_Document section_
- Film poster
- Directed by: Kurt Voss
- Written by: Richard Shepard David Diamond
- Produced by: Lisa M. Hansen Paul Hertzberg Alyssa Milano
- Starring: Justin Theroux Alyssa Milano Ice-T Tommy 'Tiny' Lister
- Production company: Subutopian Films
- Distributed by: CineTel Films
- Release date: September 26, 1997;
- Running time: 88 minutes
- Country: United States
- Language: English

= Below Utopia =

Below Utopia (also known as Body Count) is a 1997 American independent crime-drama/thriller film directed by Kurt Voss. The movie stars Justin Theroux, Alyssa Milano and Ice-T. Milano was also the executive producer of the film.

Ice-T had composed an instrumental musical score for this film that was not used. The compositions instead appeared on a CD entitled "Below Utopia: The Lost Score".

_Data to use_
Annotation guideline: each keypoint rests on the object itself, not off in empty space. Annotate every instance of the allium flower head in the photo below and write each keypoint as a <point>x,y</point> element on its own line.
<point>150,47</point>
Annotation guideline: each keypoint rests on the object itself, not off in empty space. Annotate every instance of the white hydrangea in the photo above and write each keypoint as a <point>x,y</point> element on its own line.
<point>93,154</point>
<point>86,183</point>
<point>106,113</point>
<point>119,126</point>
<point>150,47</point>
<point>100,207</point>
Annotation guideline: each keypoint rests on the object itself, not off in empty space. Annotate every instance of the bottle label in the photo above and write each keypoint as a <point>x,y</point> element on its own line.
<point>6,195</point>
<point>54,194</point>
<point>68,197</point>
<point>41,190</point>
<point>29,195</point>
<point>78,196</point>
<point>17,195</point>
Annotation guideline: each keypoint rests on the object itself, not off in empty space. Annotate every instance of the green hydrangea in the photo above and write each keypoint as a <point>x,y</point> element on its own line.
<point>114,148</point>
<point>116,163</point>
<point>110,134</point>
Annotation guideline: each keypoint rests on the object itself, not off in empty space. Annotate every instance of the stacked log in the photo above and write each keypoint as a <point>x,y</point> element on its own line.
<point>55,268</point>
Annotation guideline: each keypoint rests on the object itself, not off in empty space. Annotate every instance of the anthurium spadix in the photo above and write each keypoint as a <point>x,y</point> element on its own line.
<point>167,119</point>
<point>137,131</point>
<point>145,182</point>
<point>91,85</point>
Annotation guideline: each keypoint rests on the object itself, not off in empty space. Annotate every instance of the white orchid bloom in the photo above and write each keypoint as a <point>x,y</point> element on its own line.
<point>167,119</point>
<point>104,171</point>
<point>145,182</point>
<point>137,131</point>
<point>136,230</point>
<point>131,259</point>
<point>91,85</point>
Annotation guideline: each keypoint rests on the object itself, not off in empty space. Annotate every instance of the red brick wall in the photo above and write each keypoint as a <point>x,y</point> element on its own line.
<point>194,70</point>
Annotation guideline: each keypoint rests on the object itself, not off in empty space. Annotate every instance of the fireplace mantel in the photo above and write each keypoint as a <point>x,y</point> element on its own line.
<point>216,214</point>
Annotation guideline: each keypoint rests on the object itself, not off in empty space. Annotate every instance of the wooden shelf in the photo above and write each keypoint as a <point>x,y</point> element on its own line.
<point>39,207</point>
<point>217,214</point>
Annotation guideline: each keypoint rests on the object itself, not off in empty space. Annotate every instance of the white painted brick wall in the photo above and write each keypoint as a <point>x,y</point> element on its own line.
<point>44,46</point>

_Problems_
1. In the listing, rewrite everything from the line containing "the red brick" down to the line containing "<point>194,70</point>", request text included, with each point coordinate scaled by 1.05 and rounded to the nearest whole number, halves going up.
2. Write what comes next in the piece about the film Below Utopia, starting right after its last sentence.

_Final results_
1.
Annotation guideline: each keypoint rests on the object itself, not off in empty space. Annotate every instance of the red brick wall in the photo above and write each keypoint as a <point>x,y</point> element on its own line.
<point>204,74</point>

2.
==Plot==
Daniel returns to his family's mansion for the holidays along with his girlfriend Susanne. His family's seemingly utopian existence is overshadowed by not only the death of Daniel's brother, but also by Daniel's failure to live up to his brother's potential. However, this quickly becomes inconsequential, as blood-thirsty killers soon show up to steal the artwork, and whatever else they can find in the house. As the family members are killed, Daniel flees with Susanne in the basement, hoping for survival. Daniel reveals that he not only knows the blood-thirsty killers and is in on the whole thing, but was also responsible for the death of his brother. Daniel kills all the "art thieves" and starts to stage the scene when one of his siblings "rises from the dead" to foil his plan. He is caught in the act of trying to strangle him by Susanne and what ensues is a battle not only for her life, but the life of his last-surviving family member.

==Release==
The video release was on March 17, 1998. The DVD release was followed on October 23, 2001. Below Utopia is also one of the films on a two-pack DVD, the other being Out-of-Sync.

As of 2025, the film is available to stream on the Starz Apple TV Channel, Amazon Video, the Plex Player, the Plex streaming service and Philo, in which the current rights to it are held by Lionsgate.

==Cast==
- Alyssa Milano as Susanne
- Justin Theroux as Daniel Beckett
- Ice-T as Jim
- Tommy 'Tiny' Lister as "Tiny"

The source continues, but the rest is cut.